_Objective_
Write out all of the data below again, line for line, without changing a single character.

[START Data in this exercise]

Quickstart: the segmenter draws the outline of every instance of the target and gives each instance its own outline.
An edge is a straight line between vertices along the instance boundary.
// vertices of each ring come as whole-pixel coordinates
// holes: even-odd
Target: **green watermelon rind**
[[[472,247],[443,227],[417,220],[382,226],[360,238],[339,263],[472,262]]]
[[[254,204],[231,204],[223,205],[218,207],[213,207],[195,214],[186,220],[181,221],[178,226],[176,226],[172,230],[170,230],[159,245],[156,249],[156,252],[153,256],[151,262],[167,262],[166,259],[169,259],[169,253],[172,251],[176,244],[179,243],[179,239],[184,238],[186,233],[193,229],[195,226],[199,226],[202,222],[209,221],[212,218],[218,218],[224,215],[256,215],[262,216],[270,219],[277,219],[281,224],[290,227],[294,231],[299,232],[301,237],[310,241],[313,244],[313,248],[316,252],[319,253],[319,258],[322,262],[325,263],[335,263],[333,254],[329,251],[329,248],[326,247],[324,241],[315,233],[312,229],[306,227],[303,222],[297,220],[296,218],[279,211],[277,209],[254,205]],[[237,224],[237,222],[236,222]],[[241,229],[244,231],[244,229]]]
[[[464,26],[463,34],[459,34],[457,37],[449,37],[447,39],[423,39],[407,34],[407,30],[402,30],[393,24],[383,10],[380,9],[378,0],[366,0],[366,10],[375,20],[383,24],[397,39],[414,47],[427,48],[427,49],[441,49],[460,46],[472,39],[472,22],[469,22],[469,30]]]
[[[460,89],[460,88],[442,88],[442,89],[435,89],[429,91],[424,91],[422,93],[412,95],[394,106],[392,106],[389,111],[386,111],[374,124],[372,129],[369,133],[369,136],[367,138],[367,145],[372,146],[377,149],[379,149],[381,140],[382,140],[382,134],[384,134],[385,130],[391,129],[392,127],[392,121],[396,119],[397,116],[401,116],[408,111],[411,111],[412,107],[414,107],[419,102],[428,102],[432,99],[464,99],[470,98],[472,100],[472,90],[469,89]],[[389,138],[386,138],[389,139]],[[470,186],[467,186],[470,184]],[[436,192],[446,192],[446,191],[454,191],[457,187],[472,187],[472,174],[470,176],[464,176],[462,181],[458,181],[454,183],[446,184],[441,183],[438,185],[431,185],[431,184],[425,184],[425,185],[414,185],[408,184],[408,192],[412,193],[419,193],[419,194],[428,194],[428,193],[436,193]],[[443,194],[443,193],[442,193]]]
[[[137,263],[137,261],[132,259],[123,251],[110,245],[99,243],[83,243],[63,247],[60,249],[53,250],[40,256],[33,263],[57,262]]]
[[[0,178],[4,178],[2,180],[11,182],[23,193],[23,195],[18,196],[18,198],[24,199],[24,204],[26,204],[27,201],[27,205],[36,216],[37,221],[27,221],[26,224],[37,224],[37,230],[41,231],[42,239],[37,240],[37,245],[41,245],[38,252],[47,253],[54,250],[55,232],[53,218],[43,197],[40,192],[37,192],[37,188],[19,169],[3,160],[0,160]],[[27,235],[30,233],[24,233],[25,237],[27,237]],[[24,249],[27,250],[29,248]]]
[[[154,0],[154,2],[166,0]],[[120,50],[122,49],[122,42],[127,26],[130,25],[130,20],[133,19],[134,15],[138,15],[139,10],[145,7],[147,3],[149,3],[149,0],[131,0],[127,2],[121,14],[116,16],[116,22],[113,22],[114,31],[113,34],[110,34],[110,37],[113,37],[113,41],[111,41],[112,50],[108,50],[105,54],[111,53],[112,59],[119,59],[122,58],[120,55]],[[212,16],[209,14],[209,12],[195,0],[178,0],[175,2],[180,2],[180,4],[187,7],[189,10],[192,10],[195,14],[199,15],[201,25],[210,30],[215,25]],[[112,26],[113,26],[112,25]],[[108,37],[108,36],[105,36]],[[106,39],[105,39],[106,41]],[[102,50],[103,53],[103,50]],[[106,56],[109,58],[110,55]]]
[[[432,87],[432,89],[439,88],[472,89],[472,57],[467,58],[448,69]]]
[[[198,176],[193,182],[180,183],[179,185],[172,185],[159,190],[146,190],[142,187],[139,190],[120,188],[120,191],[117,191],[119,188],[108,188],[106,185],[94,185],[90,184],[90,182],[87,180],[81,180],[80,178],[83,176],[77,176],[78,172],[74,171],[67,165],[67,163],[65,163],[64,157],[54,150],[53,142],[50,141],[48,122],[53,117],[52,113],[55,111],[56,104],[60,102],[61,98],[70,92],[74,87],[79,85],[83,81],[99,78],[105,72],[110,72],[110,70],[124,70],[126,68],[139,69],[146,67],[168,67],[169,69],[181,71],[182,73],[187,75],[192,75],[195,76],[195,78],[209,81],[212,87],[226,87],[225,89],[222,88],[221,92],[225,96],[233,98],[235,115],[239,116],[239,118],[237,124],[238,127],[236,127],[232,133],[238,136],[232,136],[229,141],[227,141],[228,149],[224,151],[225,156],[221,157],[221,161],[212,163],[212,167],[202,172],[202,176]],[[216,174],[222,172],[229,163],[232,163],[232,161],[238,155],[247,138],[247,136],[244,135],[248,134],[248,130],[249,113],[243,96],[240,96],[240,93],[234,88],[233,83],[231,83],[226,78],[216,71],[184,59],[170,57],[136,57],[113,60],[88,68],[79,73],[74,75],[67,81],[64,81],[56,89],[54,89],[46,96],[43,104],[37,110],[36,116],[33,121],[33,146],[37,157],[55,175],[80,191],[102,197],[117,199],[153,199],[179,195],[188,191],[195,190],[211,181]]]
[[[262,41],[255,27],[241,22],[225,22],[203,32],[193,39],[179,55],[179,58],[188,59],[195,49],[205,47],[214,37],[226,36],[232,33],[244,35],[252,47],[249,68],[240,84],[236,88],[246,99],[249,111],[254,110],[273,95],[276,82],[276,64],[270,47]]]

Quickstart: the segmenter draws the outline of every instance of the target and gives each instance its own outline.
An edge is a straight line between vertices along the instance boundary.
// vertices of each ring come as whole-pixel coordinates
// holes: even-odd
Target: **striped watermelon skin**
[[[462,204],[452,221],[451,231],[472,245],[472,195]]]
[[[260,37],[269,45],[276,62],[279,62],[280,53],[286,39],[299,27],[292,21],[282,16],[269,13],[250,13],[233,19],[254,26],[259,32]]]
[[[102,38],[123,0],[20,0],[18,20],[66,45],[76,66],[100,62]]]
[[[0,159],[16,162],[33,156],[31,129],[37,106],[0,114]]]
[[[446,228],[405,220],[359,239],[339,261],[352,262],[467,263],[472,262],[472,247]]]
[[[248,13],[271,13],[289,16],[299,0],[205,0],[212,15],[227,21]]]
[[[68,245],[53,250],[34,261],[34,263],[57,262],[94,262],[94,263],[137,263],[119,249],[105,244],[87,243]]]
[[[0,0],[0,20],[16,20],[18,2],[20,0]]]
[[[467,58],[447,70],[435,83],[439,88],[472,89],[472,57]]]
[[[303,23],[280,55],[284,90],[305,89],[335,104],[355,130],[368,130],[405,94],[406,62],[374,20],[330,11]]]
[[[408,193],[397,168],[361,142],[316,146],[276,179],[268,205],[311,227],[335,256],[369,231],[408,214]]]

[END Data in this exercise]

_Solution to the exercise_
Quickstart: the segmenter draws the outline of every instance of the target and gives each instance its own outline.
An edge is a straight line between vertices along the instance boundary.
// vertices of each ring come as whole-pixel coordinates
// holes: even-odd
Target: **green watermelon rind**
[[[472,247],[443,227],[417,220],[382,226],[360,238],[339,263],[472,262]]]
[[[254,204],[231,204],[223,205],[218,207],[213,207],[195,214],[186,220],[181,221],[178,226],[176,226],[172,230],[170,230],[159,245],[156,249],[156,252],[153,256],[151,262],[167,262],[166,259],[169,259],[169,253],[172,251],[176,244],[179,243],[179,239],[184,238],[186,233],[193,229],[195,226],[199,226],[202,222],[209,221],[212,218],[218,218],[224,215],[256,215],[262,216],[270,219],[277,219],[281,224],[290,227],[294,231],[299,232],[301,237],[310,241],[313,244],[313,248],[316,252],[319,253],[319,258],[322,262],[325,263],[335,263],[333,254],[329,251],[329,248],[326,247],[324,241],[315,233],[312,229],[306,227],[303,222],[297,220],[296,218],[279,211],[277,209],[254,205]],[[237,224],[237,222],[236,222]],[[241,229],[244,231],[244,229]]]
[[[464,26],[463,34],[459,34],[457,37],[449,37],[447,39],[423,39],[407,34],[407,30],[402,30],[393,24],[383,10],[380,9],[378,0],[366,0],[366,10],[375,20],[383,24],[397,39],[414,47],[427,48],[427,49],[441,49],[460,46],[472,39],[472,22],[469,22],[469,30]]]
[[[460,89],[460,88],[442,88],[442,89],[435,89],[429,91],[424,91],[422,93],[412,95],[394,106],[392,106],[389,111],[386,111],[374,124],[372,129],[369,133],[369,136],[367,138],[367,145],[372,146],[377,149],[379,149],[381,140],[382,140],[382,134],[384,134],[385,130],[391,129],[392,127],[392,121],[396,119],[397,116],[401,116],[408,111],[411,111],[412,107],[414,107],[419,102],[428,102],[432,99],[464,99],[470,98],[472,100],[472,90],[469,89]],[[389,138],[386,138],[389,139]],[[470,186],[467,186],[470,184]],[[436,192],[446,192],[446,191],[454,191],[457,187],[472,187],[472,174],[470,176],[464,176],[462,181],[458,181],[454,183],[446,184],[441,183],[438,185],[431,185],[431,184],[425,184],[425,185],[414,185],[408,184],[408,192],[412,193],[419,193],[419,194],[428,194],[428,193],[436,193]],[[443,194],[443,193],[442,193]]]
[[[137,263],[137,261],[132,259],[123,251],[110,245],[99,243],[83,243],[63,247],[60,249],[53,250],[40,256],[33,263],[57,262]]]
[[[0,178],[4,178],[2,180],[11,182],[23,193],[23,195],[18,196],[18,198],[24,199],[24,204],[26,204],[27,201],[27,205],[36,216],[37,221],[27,221],[26,224],[37,224],[37,230],[41,231],[42,239],[37,240],[37,245],[41,245],[38,252],[47,253],[54,250],[55,232],[53,218],[43,197],[40,192],[37,192],[37,188],[19,169],[3,160],[0,160]],[[27,235],[30,233],[24,233],[25,237],[27,237]],[[24,249],[27,250],[29,248]]]
[[[154,0],[154,2],[166,0]],[[120,50],[122,49],[122,42],[127,26],[130,25],[130,20],[133,19],[134,15],[138,15],[139,10],[145,7],[147,3],[149,3],[149,0],[131,0],[127,2],[121,14],[116,16],[116,22],[113,22],[114,31],[113,34],[110,34],[110,37],[113,37],[113,41],[111,41],[112,50],[108,50],[105,54],[111,53],[112,59],[119,59],[122,58],[120,55]],[[212,16],[209,14],[209,12],[195,0],[178,0],[175,2],[180,2],[180,4],[187,7],[189,10],[192,10],[195,14],[199,15],[201,25],[210,30],[215,25]],[[112,26],[113,26],[112,25]],[[108,37],[108,36],[105,36]],[[106,39],[105,39],[106,41]],[[102,50],[103,53],[103,50]],[[106,56],[109,58],[110,55]]]
[[[432,87],[432,89],[439,88],[472,89],[472,57],[467,58],[448,69]]]
[[[198,176],[193,182],[180,183],[179,185],[172,185],[159,190],[146,190],[142,187],[139,190],[120,188],[120,191],[117,191],[119,188],[108,188],[106,185],[94,185],[90,184],[90,182],[87,180],[81,180],[80,178],[83,176],[77,176],[78,172],[74,171],[67,165],[67,163],[65,163],[64,157],[54,150],[53,142],[50,141],[48,122],[53,117],[52,113],[55,111],[56,104],[60,102],[61,98],[70,92],[74,87],[79,85],[83,81],[99,78],[105,72],[110,72],[110,70],[124,70],[126,68],[139,69],[146,67],[168,67],[169,69],[181,71],[182,73],[187,75],[192,75],[195,76],[195,78],[209,81],[212,87],[226,87],[225,89],[222,88],[221,92],[225,96],[233,98],[235,115],[239,116],[239,118],[237,124],[238,127],[236,127],[232,133],[238,136],[232,136],[229,141],[227,141],[228,149],[224,151],[225,156],[221,157],[221,161],[212,163],[212,167],[202,172],[202,176]],[[216,174],[222,172],[229,163],[232,163],[232,161],[238,155],[247,138],[247,136],[244,135],[248,134],[248,130],[249,113],[243,96],[240,96],[240,93],[234,88],[233,83],[231,83],[226,78],[216,71],[184,59],[170,57],[136,57],[113,60],[88,68],[79,73],[74,75],[67,81],[64,81],[56,89],[54,89],[46,96],[43,104],[37,110],[36,116],[33,121],[33,146],[37,157],[55,175],[80,191],[102,197],[117,199],[153,199],[179,195],[188,191],[195,190],[211,181]]]
[[[262,41],[255,27],[241,22],[225,22],[203,32],[193,39],[179,55],[179,58],[188,59],[195,49],[205,47],[214,37],[226,36],[232,33],[244,35],[252,47],[249,68],[240,84],[236,88],[246,99],[249,111],[254,110],[273,95],[276,82],[276,64],[270,47]]]

Quickstart: the segmenter draws the outline of every instance of the target and gives each instance its own outline.
An edge is a straight line between vertices along the instance boundary.
// vertices of each ring come as whole-pixel coordinates
// holes: even-odd
Target: **striped watermelon skin**
[[[462,204],[452,221],[451,231],[472,245],[472,195]]]
[[[260,37],[269,45],[276,62],[279,62],[280,53],[286,39],[299,27],[292,21],[282,16],[269,13],[250,13],[233,19],[254,26],[259,32]]]
[[[102,38],[123,0],[20,0],[18,20],[66,45],[76,66],[100,62]]]
[[[0,159],[16,162],[33,156],[31,129],[37,106],[0,114]]]
[[[446,228],[405,220],[359,239],[339,261],[352,262],[467,263],[472,262],[472,247]]]
[[[248,13],[271,13],[289,16],[299,0],[205,0],[212,15],[227,21]]]
[[[68,245],[53,250],[34,261],[34,263],[57,262],[94,262],[94,263],[137,263],[119,249],[105,244],[87,243]]]
[[[0,0],[0,20],[16,20],[18,2],[20,0]]]
[[[467,58],[447,70],[435,83],[439,88],[472,89],[472,57]]]
[[[303,23],[280,55],[284,90],[305,89],[335,104],[355,130],[368,130],[405,94],[406,62],[374,20],[330,11]]]
[[[408,193],[397,168],[361,142],[316,146],[276,179],[268,205],[311,227],[335,256],[369,231],[408,214]]]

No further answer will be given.